**EXCERPT PROVIDED:**
Karsonya Wise Whitehead, Ph.D.
Associate Professor of Communication and African and African American Studies, Department of Communication, Loyola University Maryland
Recently selected to receive the 2019 Exceptional Merit in Media Award, Karsonya (Dr. Kaye) Wise Whitehead is an Associate Professor of Communication and African and African American Studies in the Department of Communication at Loyola University Maryland; the host of the award-winning radio show, Today With Dr. Kaye on WEAA 88.9 FM; and, an Opinion Editorial Columnist for the Baltimore Afro newspaper. She is the author of four books including RaceBrave: New and Selected Works and Notes from a Colored Girl: The Civil War Pocket Diaries of Emilie Frances Davis. Follow her via Twitter @kayewhitehead or at her website www.kayewisewhitehead.com.
Executive Director, Kino Border Initiative
Joanna Williams has been the Director of Education and Advocacy at the Kino Border Initiative (KBI) in Nogales, Arizona and Sonora since 2015. She graduated with a B.S. from the School of Foreign Service at Georgetown University and received a Master’s in Public Policy from Arizona State University. Prior to her current position, she has journeyed with immigrants in a variety of contexts. She volunteered at a shelter in Tierra Blanca, Veracruz, conducted Fulbright research on the reintegration of deported and return migrants, and worked as a coordinator for the American Civil Liberties Union’s Border Litigation Project.

**PROVIDED MATERIAL:**
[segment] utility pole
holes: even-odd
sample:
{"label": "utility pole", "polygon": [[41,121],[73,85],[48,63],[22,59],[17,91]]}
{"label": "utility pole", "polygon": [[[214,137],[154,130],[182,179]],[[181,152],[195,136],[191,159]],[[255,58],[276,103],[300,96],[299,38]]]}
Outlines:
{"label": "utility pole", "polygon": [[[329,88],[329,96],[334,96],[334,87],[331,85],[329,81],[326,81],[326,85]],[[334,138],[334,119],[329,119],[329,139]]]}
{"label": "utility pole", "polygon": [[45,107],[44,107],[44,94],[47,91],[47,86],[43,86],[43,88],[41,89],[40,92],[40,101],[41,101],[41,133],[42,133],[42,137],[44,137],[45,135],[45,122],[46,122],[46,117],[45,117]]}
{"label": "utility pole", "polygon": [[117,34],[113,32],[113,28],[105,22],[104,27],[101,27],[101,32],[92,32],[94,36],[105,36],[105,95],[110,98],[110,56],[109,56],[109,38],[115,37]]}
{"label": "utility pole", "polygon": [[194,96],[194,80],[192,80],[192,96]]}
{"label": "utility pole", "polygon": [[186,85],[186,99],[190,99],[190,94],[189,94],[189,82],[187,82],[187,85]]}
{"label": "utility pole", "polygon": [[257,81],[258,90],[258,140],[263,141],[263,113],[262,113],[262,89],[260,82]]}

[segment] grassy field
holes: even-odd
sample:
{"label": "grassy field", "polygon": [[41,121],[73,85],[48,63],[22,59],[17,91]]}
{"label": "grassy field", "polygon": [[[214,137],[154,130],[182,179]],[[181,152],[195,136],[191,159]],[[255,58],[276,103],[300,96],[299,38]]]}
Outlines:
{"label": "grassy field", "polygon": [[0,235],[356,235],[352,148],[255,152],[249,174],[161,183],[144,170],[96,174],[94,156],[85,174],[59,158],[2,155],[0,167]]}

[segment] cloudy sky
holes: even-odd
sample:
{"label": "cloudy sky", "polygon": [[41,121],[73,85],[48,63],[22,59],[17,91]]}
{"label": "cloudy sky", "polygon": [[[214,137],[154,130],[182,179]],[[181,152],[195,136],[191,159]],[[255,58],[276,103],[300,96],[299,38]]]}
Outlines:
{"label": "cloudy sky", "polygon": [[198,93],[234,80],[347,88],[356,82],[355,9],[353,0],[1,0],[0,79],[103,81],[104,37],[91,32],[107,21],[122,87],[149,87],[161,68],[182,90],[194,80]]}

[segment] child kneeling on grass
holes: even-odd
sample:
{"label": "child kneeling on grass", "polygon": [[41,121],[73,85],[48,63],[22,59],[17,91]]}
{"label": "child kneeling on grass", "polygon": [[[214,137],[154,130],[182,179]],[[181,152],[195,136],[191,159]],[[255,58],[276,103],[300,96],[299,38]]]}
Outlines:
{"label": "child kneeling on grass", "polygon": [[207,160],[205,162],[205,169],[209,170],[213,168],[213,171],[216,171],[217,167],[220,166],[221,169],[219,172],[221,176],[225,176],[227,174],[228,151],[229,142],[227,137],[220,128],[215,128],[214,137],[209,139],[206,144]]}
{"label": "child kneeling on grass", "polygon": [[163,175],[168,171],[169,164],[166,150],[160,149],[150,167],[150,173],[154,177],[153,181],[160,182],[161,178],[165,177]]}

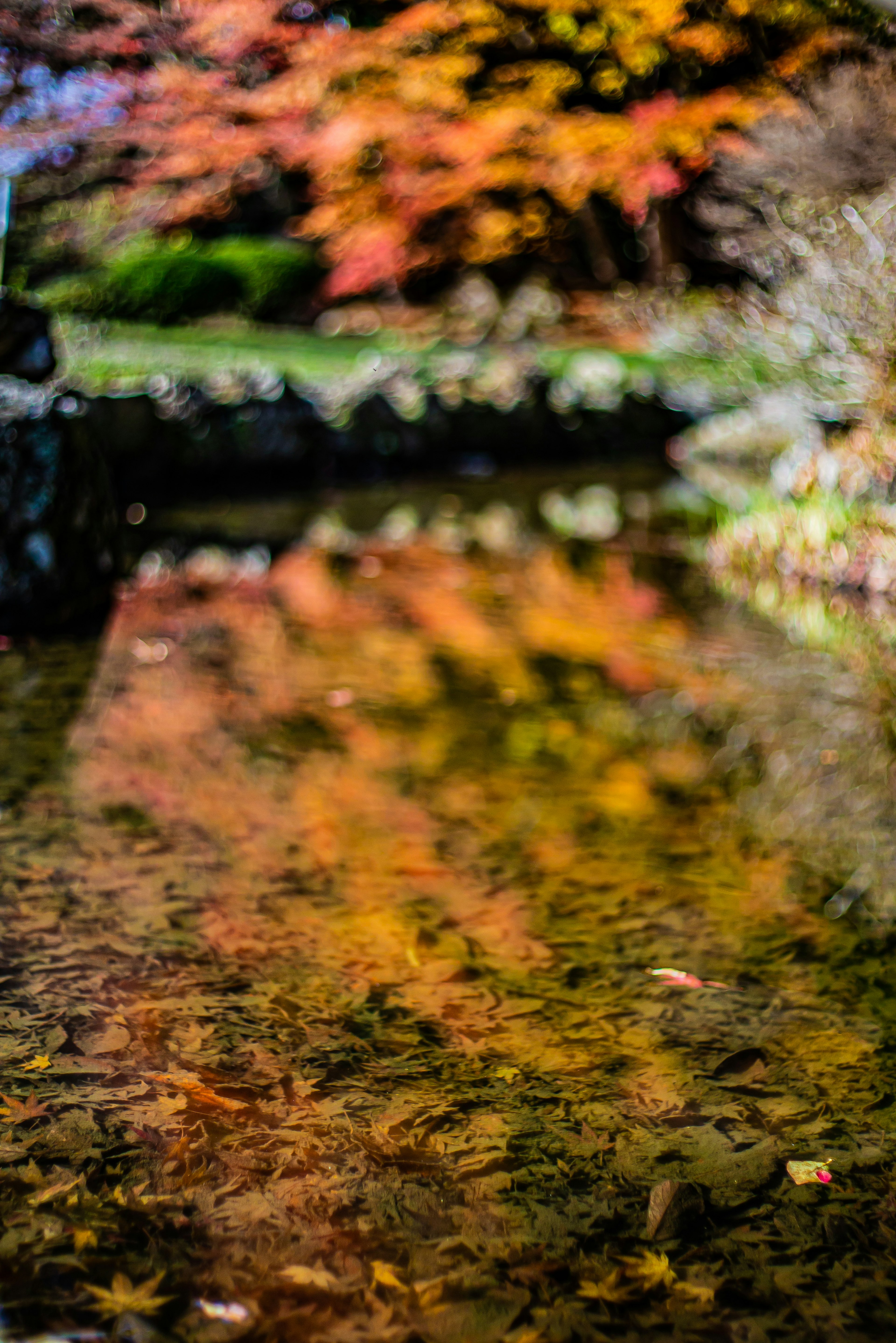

**TASKS AND EXERCISES:**
1. Could you condense the paragraph in the speaker bios that begins "Joanna Williams has been the Director" into a short bulleted list that keeps its main facts?
2. Pick up the speaker bios after their last sentence and continue them.
The lines aren't needed for this work.

**EXPECTED RESULTS:**
1.
- Director of Education and Advocacy at the Kino Border Initiative (KBI) in Nogales, Arizona and Sonora, since 2015
- B.S. from the School of Foreign Service at Georgetown University; Master's in Public Policy from Arizona State University
- Previously journeyed with immigrants in a variety of contexts:
  - volunteered at a shelter in Tierra Blanca, Veracruz
  - conducted Fulbright research on the reintegration of deported and return migrants
  - worked as a coordinator for the American Civil Liberties Union's Border Litigation Project

2.
Yohuru Williams, Ph.D.
Dr. Yohuru Williams is Distinguished University Chair and Professor of History and Founding Director of the Racial Justice Initiative at the University of St. Thomas. He received his Ph.D. from Howard University in 1998. Dr. Williams is the author of: Black Politics/White Power: Civil Rights Black Power and Black Panthers in New Haven (Blackwell, 2006); Rethinking the Black Freedom Movement (Routledge, 2015); Teaching beyond the Textbook: Six Investigative Strategies (Corwin Press, 2008). He is the editor of A Constant Struggle: African-American History from 1865 to the Present Documents and Essays (Kendall Hunt, 2002), and is co-editor of The Black Panthers: Portraits of an Unfinished Revolution (Nation Books, 2016), In Search of the Black Panther Party, New Perspectives on a Revolutionary Movement (Duke, 2006), and Liberated Territory: Toward a Local History of the Black Panther Party (Duke, 2008). Dr. Williams served as an advisor on the popular civil rights reader Putting the Movement Back into teaching Civil Rights. Dr. Williams has appeared on a variety of local and national radio and television programs most notably ABC, CNN, MSNBC, Aljazeera America, BET, CSPAN, EBRU Today, Fox Business News, Fresh Outlook, Huff Post Live, and NPR. He was featured in the Ken Burns PBS Documentary “Jackie Robinson” and the Stanley Nelson PBS Documentary “The Black Panthers.” He is also one of the hosts of the History Channel’s Web show “Sound Smart.” Dr. Williams is also presently finishing a new book entitled In the Shadow of the Whipping Post: Lynching, Capital Punishment, and Jim Crow Justice in Delaware 1865-1965 under contract with Cambridge University Press.